*YOUR GOAL*: Working from the data below, write out exactly the lines from its first through the line that contains "Target: green stripe on sleeve", both ends included and pictures omitted.

(SUPPLIED MATERIAL Opens)

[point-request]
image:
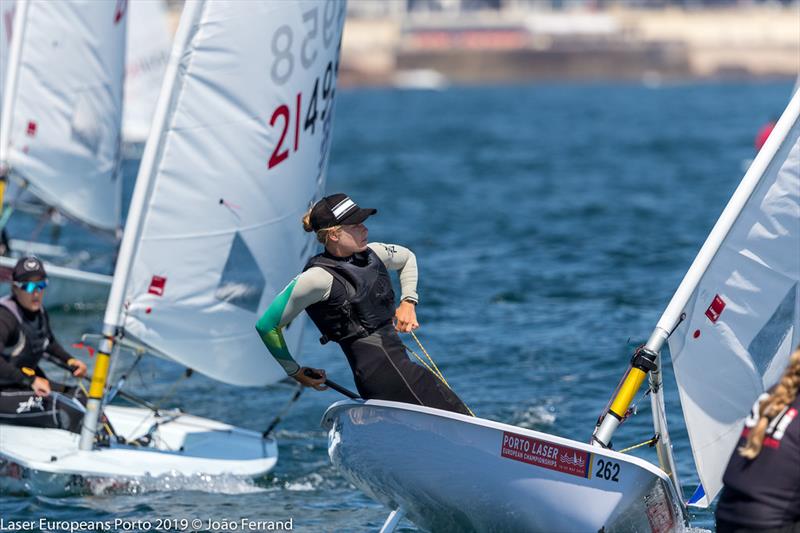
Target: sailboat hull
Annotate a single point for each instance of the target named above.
(450, 472)
(184, 448)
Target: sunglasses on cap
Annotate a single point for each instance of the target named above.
(31, 286)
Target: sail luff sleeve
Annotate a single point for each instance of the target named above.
(313, 285)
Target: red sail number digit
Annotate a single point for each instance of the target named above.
(277, 157)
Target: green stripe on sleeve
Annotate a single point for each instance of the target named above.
(271, 333)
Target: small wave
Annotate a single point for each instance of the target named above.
(311, 482)
(223, 484)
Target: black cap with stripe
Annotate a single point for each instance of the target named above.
(338, 210)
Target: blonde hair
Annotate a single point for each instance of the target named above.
(323, 234)
(784, 394)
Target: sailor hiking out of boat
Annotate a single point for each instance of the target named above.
(26, 395)
(762, 481)
(347, 292)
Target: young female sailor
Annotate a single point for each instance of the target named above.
(762, 481)
(347, 292)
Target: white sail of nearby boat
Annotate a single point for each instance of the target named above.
(7, 9)
(243, 152)
(148, 48)
(731, 327)
(741, 300)
(60, 127)
(212, 234)
(62, 106)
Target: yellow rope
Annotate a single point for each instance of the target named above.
(629, 448)
(435, 370)
(439, 372)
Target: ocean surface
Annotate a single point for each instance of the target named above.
(551, 223)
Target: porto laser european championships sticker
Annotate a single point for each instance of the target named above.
(546, 454)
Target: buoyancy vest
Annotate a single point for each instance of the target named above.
(361, 299)
(34, 337)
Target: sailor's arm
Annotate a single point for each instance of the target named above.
(10, 374)
(312, 286)
(400, 258)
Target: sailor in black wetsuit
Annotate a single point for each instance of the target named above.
(762, 481)
(347, 292)
(27, 397)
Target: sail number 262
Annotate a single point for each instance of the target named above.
(288, 116)
(608, 470)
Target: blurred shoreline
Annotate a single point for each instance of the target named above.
(385, 44)
(433, 49)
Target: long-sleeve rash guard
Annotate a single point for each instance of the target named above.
(314, 285)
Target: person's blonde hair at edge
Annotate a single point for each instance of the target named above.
(322, 235)
(784, 394)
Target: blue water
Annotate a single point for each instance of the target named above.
(552, 223)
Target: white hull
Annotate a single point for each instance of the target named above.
(67, 286)
(450, 472)
(48, 461)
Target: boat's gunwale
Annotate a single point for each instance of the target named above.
(337, 408)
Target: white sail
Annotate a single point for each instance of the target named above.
(7, 8)
(242, 154)
(65, 107)
(149, 44)
(743, 312)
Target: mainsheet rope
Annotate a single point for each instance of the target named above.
(432, 367)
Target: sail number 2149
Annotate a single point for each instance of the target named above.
(292, 116)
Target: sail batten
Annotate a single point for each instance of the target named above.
(239, 155)
(740, 303)
(148, 50)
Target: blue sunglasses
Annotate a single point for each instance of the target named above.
(31, 286)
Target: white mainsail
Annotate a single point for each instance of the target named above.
(63, 98)
(149, 44)
(7, 8)
(242, 154)
(742, 304)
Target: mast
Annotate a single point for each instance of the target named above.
(647, 358)
(9, 94)
(147, 171)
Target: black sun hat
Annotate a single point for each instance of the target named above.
(28, 268)
(338, 209)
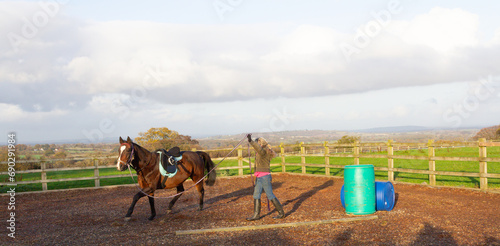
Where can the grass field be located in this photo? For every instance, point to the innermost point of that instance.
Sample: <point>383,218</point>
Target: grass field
<point>455,166</point>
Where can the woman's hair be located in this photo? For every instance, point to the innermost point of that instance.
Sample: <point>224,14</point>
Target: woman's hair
<point>266,146</point>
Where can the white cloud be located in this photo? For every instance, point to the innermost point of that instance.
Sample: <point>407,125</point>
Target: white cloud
<point>441,29</point>
<point>14,113</point>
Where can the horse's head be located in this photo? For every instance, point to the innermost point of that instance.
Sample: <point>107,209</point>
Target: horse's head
<point>125,154</point>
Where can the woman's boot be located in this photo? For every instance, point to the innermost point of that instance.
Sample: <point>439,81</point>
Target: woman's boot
<point>256,210</point>
<point>277,205</point>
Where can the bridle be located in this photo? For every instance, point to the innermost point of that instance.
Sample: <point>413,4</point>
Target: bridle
<point>131,157</point>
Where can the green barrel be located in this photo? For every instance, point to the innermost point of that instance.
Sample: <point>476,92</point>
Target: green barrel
<point>359,189</point>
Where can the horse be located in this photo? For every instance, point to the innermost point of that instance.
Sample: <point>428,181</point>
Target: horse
<point>146,164</point>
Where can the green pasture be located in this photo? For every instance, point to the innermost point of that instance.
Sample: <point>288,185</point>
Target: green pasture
<point>454,166</point>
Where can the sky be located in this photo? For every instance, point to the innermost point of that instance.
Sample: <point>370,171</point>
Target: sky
<point>94,70</point>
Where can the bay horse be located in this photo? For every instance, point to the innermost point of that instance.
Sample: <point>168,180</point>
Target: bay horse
<point>146,164</point>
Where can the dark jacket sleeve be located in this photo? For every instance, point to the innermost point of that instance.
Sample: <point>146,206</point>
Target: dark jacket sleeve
<point>256,146</point>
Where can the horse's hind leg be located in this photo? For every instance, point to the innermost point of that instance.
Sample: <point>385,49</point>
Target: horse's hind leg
<point>201,190</point>
<point>134,201</point>
<point>180,189</point>
<point>152,205</point>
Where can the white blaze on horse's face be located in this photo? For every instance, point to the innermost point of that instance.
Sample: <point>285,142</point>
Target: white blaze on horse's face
<point>122,149</point>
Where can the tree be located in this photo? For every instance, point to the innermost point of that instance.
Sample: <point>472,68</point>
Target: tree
<point>346,139</point>
<point>164,138</point>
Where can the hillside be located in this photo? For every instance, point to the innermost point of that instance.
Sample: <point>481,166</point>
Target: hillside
<point>369,135</point>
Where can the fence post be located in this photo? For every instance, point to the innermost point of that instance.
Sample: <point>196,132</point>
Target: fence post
<point>356,153</point>
<point>282,149</point>
<point>327,158</point>
<point>390,161</point>
<point>43,176</point>
<point>240,160</point>
<point>483,165</point>
<point>96,173</point>
<point>303,157</point>
<point>432,162</point>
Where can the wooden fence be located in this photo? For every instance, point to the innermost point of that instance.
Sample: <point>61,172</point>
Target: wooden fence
<point>327,150</point>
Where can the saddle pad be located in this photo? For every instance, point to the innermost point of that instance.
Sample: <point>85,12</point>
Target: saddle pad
<point>171,169</point>
<point>165,173</point>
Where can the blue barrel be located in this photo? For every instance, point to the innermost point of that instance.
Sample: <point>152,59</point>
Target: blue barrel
<point>359,189</point>
<point>385,195</point>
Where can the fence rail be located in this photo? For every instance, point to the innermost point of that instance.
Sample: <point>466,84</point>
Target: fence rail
<point>354,151</point>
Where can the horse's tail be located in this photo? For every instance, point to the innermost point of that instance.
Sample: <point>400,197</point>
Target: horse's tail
<point>209,165</point>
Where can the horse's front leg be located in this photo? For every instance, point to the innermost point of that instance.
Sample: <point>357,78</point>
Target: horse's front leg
<point>134,201</point>
<point>201,190</point>
<point>152,205</point>
<point>180,189</point>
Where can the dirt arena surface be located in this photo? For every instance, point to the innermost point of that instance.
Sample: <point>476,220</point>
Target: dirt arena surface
<point>422,216</point>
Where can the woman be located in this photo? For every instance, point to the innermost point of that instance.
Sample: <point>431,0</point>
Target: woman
<point>263,157</point>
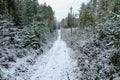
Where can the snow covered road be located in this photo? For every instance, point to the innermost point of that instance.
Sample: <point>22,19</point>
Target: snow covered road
<point>56,64</point>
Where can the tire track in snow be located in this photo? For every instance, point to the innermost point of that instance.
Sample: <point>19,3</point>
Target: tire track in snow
<point>58,63</point>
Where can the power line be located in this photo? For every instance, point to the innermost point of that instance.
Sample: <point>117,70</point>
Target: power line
<point>73,2</point>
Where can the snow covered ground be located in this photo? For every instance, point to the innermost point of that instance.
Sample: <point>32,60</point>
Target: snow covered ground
<point>56,64</point>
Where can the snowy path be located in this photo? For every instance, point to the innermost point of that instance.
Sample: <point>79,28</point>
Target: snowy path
<point>55,64</point>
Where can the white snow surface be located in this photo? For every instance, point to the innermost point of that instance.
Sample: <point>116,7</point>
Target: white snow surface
<point>55,64</point>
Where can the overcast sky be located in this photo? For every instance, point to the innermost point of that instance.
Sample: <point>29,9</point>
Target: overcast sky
<point>62,7</point>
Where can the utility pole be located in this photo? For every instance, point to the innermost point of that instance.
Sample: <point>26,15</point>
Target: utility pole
<point>71,19</point>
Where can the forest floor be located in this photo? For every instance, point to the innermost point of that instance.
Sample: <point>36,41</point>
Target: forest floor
<point>56,64</point>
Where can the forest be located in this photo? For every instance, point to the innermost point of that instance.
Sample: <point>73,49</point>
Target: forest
<point>97,37</point>
<point>33,48</point>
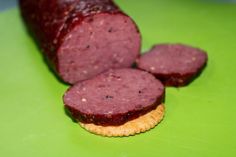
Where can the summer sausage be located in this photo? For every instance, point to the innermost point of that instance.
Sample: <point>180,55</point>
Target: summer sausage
<point>173,64</point>
<point>114,97</point>
<point>82,38</point>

(SUPPLIED MATERIAL Closes)

*WRITTEN ANSWER*:
[point-request]
image:
Target: sailboat hull
Annotate a single point for each instance of the target named above.
(450, 472)
(184, 448)
Target: sunglasses on cap
Annotate a single point for each instance of the target named above.
(31, 286)
Target: sail luff sleeve
Annotate a single point for each instance of the target named above.
(313, 285)
Target: red sail number digit
Annotate a single point for each instance of the target named above.
(277, 157)
Target: green stripe on sleeve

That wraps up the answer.